TASK INSTRUCTIONS: Copy out, from the data, each line containing the string "sauce".

DATASET EXCERPTS:
-=-=-=-=-

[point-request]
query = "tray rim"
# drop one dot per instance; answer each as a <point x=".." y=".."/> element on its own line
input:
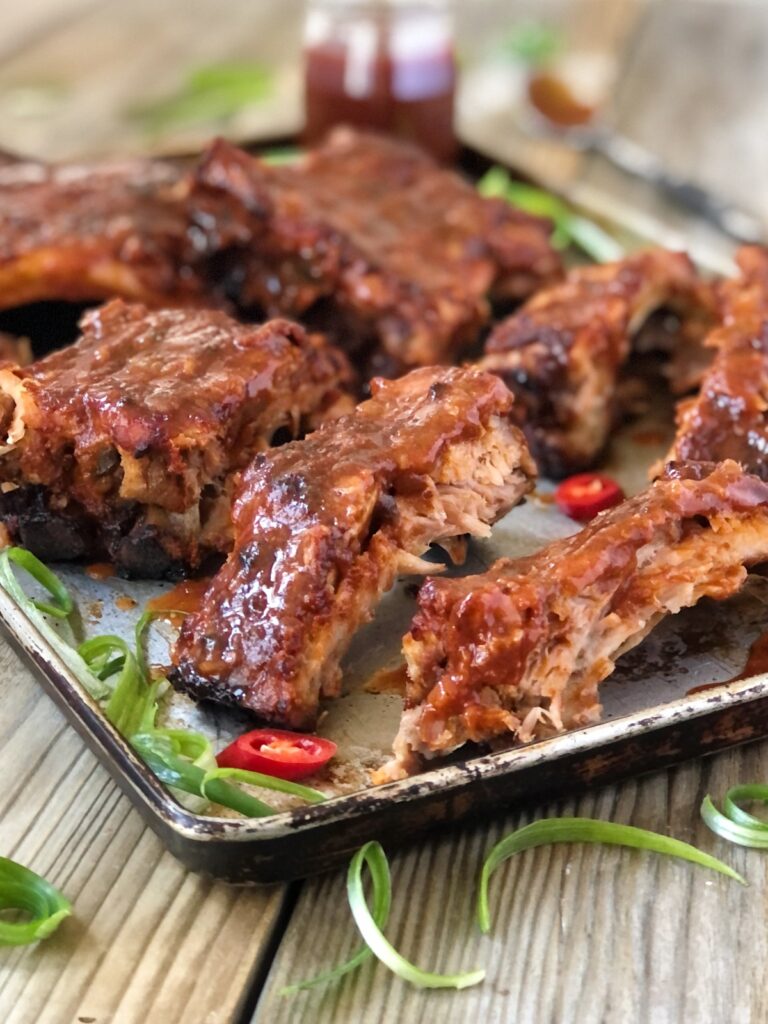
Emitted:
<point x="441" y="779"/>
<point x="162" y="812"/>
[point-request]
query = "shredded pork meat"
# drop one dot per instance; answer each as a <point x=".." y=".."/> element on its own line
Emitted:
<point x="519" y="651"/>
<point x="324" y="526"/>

-=-=-=-=-

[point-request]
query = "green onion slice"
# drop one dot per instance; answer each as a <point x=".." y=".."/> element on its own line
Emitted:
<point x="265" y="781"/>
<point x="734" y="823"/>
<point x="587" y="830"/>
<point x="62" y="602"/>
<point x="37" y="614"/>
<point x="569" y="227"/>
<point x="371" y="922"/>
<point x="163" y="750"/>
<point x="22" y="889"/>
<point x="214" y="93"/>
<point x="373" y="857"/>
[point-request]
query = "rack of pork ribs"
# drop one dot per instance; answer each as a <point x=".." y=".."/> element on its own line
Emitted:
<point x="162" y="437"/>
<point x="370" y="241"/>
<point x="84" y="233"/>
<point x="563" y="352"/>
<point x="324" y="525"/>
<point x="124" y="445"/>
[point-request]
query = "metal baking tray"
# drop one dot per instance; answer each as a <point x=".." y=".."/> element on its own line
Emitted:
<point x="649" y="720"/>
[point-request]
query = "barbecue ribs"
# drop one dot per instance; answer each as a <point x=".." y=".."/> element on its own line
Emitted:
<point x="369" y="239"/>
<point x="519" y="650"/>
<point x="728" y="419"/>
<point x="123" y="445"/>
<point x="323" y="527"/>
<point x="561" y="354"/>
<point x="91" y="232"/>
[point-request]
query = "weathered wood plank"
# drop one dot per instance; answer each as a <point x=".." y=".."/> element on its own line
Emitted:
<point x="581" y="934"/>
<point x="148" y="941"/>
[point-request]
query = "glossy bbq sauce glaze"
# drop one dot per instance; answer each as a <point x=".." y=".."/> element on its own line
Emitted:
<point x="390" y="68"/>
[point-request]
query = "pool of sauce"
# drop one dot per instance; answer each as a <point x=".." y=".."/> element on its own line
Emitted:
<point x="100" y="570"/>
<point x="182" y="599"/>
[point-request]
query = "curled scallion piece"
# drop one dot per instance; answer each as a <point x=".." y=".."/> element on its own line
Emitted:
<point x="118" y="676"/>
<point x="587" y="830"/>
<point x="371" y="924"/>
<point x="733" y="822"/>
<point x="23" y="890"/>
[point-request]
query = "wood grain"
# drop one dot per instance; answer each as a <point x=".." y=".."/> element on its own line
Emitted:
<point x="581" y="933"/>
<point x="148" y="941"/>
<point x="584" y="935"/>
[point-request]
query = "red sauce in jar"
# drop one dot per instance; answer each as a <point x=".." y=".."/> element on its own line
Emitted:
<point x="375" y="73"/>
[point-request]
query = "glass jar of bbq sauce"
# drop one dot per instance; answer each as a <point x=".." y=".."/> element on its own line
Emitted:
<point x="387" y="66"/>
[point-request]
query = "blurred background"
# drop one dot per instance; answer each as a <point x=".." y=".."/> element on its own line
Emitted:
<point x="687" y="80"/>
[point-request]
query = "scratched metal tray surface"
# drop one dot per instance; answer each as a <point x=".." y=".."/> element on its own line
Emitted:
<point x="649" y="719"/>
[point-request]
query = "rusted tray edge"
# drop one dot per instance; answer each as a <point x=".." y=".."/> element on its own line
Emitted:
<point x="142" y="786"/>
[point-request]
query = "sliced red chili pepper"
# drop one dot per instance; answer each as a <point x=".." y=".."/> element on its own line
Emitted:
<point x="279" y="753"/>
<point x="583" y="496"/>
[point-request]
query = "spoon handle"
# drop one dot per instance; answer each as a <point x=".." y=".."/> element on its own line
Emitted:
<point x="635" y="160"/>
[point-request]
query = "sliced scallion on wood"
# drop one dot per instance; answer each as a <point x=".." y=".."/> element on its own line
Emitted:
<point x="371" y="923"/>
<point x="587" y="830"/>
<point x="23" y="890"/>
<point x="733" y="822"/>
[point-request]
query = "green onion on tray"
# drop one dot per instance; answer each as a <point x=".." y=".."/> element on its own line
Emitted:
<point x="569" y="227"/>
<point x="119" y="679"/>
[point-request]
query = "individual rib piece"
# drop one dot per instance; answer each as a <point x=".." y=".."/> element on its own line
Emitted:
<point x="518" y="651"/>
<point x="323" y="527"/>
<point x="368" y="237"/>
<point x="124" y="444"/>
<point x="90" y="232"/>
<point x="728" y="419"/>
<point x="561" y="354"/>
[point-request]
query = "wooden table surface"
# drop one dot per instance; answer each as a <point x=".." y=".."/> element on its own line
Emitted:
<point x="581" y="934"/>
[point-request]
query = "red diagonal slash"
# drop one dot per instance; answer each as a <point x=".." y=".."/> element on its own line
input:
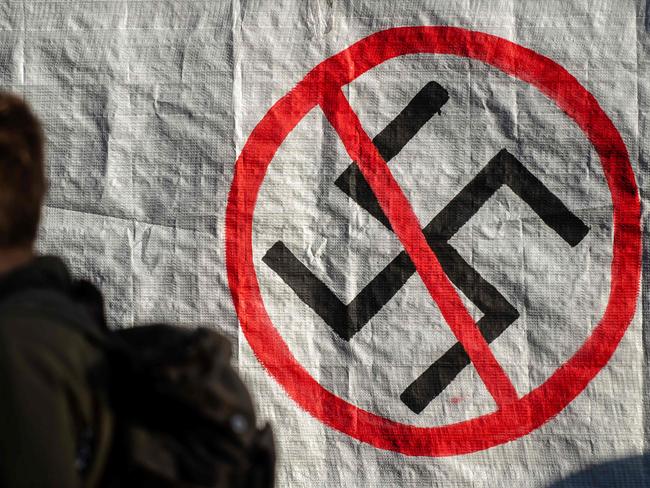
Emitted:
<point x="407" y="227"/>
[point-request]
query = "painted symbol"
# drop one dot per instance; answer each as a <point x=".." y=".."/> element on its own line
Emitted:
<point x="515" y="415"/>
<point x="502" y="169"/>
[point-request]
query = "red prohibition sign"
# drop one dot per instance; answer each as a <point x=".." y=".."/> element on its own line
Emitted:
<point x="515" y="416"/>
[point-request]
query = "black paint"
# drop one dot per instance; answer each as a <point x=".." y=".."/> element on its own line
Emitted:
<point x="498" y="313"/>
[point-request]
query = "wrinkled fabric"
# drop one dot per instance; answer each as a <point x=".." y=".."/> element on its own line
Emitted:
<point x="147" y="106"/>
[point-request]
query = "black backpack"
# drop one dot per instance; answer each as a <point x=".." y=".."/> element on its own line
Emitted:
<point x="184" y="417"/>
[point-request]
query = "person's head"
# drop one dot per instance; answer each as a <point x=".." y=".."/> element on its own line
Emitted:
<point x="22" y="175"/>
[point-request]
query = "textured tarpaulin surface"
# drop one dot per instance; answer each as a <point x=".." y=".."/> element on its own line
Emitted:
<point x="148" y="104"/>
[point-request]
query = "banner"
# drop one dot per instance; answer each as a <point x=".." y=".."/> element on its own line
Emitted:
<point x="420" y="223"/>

-=-=-=-=-

ANSWER:
query = "glossy bbq sauce glaze"
query = "pool of sauce"
query = "red sauce in jar"
query = "glass jar of bbq sauce"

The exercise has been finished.